> **Exercise details**
Report each line of the rows below that contains the string "banner", copying every such line in full.

> **Data supplied**
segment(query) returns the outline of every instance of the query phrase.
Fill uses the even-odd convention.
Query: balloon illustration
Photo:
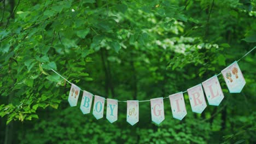
[[[237,75],[237,68],[236,67],[234,67],[233,69],[232,69],[232,73],[233,73],[234,75],[236,75],[236,78],[238,79],[238,75]]]
[[[230,81],[231,82],[233,81],[233,80],[231,78],[231,74],[230,72],[228,71],[226,73],[226,79],[229,79],[229,81]]]

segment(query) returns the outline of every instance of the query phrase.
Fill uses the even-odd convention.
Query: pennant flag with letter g
[[[150,106],[152,121],[159,124],[165,119],[162,97],[150,99]]]
[[[68,95],[68,101],[70,106],[75,106],[77,105],[78,97],[79,97],[80,88],[75,85],[71,85],[70,88],[69,95]]]
[[[182,120],[187,115],[186,106],[182,92],[169,95],[174,118]]]
[[[236,61],[222,70],[222,73],[230,93],[240,93],[242,91],[246,81]]]

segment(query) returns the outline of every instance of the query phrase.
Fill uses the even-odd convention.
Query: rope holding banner
[[[243,58],[245,57],[246,57],[247,55],[248,55],[248,54],[249,54],[250,52],[251,52],[252,51],[253,51],[256,48],[256,46],[254,46],[254,47],[253,47],[252,50],[251,50],[250,51],[249,51],[247,53],[246,53],[245,55],[243,55],[241,58],[240,58],[237,61],[237,62],[239,62],[240,60],[241,60],[242,58]],[[42,63],[42,64],[44,64],[43,63]],[[59,74],[57,71],[56,71],[55,70],[54,70],[54,69],[51,69],[50,70],[51,70],[53,71],[54,71],[54,73],[55,73],[56,74],[57,74],[58,75],[59,75],[61,78],[62,78],[63,79],[65,80],[66,81],[67,81],[68,83],[69,83],[69,84],[72,85],[72,83],[70,81],[69,81],[67,79],[65,79],[63,76],[62,76],[61,75],[60,75],[60,74]],[[220,74],[222,74],[222,73],[220,72],[219,74],[218,74],[217,76],[219,76],[220,75]],[[86,91],[85,90],[83,90],[83,89],[80,89],[80,91]],[[87,92],[87,91],[86,91]],[[184,92],[182,92],[183,93],[186,93],[188,91],[184,91]],[[94,97],[94,95],[92,94],[92,96]],[[169,97],[164,97],[163,98],[163,99],[166,99],[166,98],[169,98]],[[105,98],[105,100],[107,100],[107,99]],[[146,102],[146,101],[150,101],[150,100],[138,100],[138,102]],[[118,100],[118,102],[123,102],[123,103],[127,103],[127,101],[124,101],[124,100]]]

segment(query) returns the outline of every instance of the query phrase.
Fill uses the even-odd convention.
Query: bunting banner
[[[217,75],[213,76],[202,83],[209,105],[218,106],[224,99],[224,95]]]
[[[118,101],[116,99],[107,99],[107,119],[113,123],[118,119]]]
[[[222,70],[222,73],[230,93],[240,93],[242,91],[246,81],[236,61]]]
[[[105,98],[100,96],[94,96],[94,112],[92,115],[98,119],[103,117],[104,112],[104,104],[105,104]]]
[[[165,119],[162,98],[150,99],[150,105],[152,121],[159,124]]]
[[[139,121],[138,100],[127,101],[126,121],[133,125]]]
[[[172,116],[180,121],[187,115],[186,106],[184,100],[183,93],[181,92],[169,96],[172,109]]]
[[[139,121],[139,102],[150,101],[152,122],[159,124],[165,119],[164,99],[169,98],[172,116],[173,118],[180,121],[183,119],[187,114],[185,104],[185,101],[183,96],[183,93],[187,92],[188,94],[192,111],[194,112],[201,113],[207,107],[203,90],[210,105],[219,105],[224,98],[220,84],[218,79],[218,76],[222,74],[230,93],[241,92],[246,84],[246,81],[237,62],[255,48],[256,46],[237,61],[235,61],[222,70],[219,74],[188,89],[187,91],[173,94],[165,98],[161,97],[141,101],[137,100],[120,101],[117,99],[105,99],[104,97],[93,95],[86,91],[80,89],[79,87],[71,83],[56,71],[51,70],[71,85],[68,98],[68,101],[71,106],[77,106],[80,91],[83,91],[80,106],[80,109],[83,114],[90,113],[92,97],[94,97],[92,115],[97,119],[102,118],[104,103],[105,100],[107,100],[106,118],[109,122],[112,123],[118,120],[118,103],[127,103],[126,121],[131,125],[133,125]]]
[[[80,88],[74,84],[72,84],[70,88],[69,95],[68,95],[68,101],[70,106],[75,106],[77,105],[77,101],[79,97]]]
[[[91,111],[92,95],[92,94],[84,91],[81,105],[80,105],[80,110],[81,110],[83,114],[89,113]]]
[[[188,89],[188,93],[190,101],[192,111],[201,113],[206,108],[206,102],[202,88],[202,84],[199,84],[193,87]]]

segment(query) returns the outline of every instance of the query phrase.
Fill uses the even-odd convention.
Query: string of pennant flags
[[[186,116],[187,112],[184,100],[183,93],[188,92],[189,101],[194,112],[201,113],[207,106],[203,94],[210,105],[218,106],[224,96],[222,92],[218,76],[222,74],[230,93],[240,93],[246,84],[246,81],[237,62],[243,58],[256,46],[243,55],[240,59],[235,61],[228,67],[221,71],[218,75],[215,75],[204,82],[188,89],[184,92],[180,92],[170,95],[166,97],[161,97],[145,100],[118,100],[113,99],[106,99],[104,97],[81,89],[78,86],[71,83],[54,69],[51,69],[71,85],[68,101],[71,106],[76,106],[80,91],[83,92],[83,97],[80,105],[80,109],[83,114],[90,113],[94,97],[92,114],[98,119],[103,117],[105,100],[107,101],[107,119],[110,123],[118,120],[118,102],[127,103],[126,121],[133,125],[139,121],[139,103],[150,101],[151,116],[153,122],[159,124],[165,119],[164,109],[164,99],[169,98],[171,109],[173,118],[179,120]]]

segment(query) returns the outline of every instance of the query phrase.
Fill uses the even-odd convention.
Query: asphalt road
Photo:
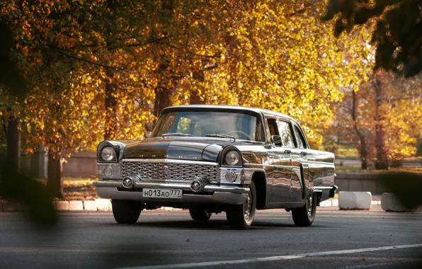
[[[186,211],[144,211],[136,224],[120,225],[110,212],[81,212],[43,229],[3,212],[0,268],[422,268],[421,213],[320,208],[302,228],[280,210],[258,212],[254,224],[232,231],[224,214],[198,224]]]

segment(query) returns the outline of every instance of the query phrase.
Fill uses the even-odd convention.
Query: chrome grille
[[[122,162],[122,176],[139,175],[142,181],[191,182],[197,178],[217,181],[217,165],[164,161]]]

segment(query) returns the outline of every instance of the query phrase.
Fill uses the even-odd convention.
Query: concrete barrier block
[[[111,202],[108,199],[96,199],[96,205],[98,211],[111,211]]]
[[[84,210],[89,211],[97,211],[96,201],[84,201]]]
[[[56,201],[56,210],[59,211],[68,211],[70,210],[69,201]]]
[[[389,212],[416,212],[419,210],[416,208],[406,208],[404,206],[394,193],[384,193],[381,195],[381,208],[384,211]]]
[[[13,211],[24,211],[26,207],[21,202],[15,201],[4,201],[3,211],[13,212]]]
[[[84,210],[82,201],[69,201],[69,210]]]
[[[319,203],[320,207],[331,207],[333,205],[333,202],[331,200],[326,200],[325,201],[322,201]]]
[[[338,192],[338,207],[341,210],[369,210],[372,196],[370,192]]]
[[[338,199],[333,199],[333,207],[338,206]]]

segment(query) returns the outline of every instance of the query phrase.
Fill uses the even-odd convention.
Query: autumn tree
[[[412,76],[422,70],[421,8],[421,0],[330,0],[323,19],[336,21],[336,35],[375,19],[375,67]]]

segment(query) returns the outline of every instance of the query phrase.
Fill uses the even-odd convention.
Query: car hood
[[[217,161],[219,151],[230,142],[210,140],[149,139],[127,145],[123,159],[173,159]]]

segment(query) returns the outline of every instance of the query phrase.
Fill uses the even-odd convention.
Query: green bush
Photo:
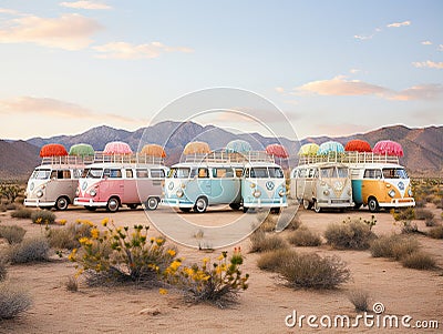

> **Final result**
Query: rope holding banner
Query: bunting banner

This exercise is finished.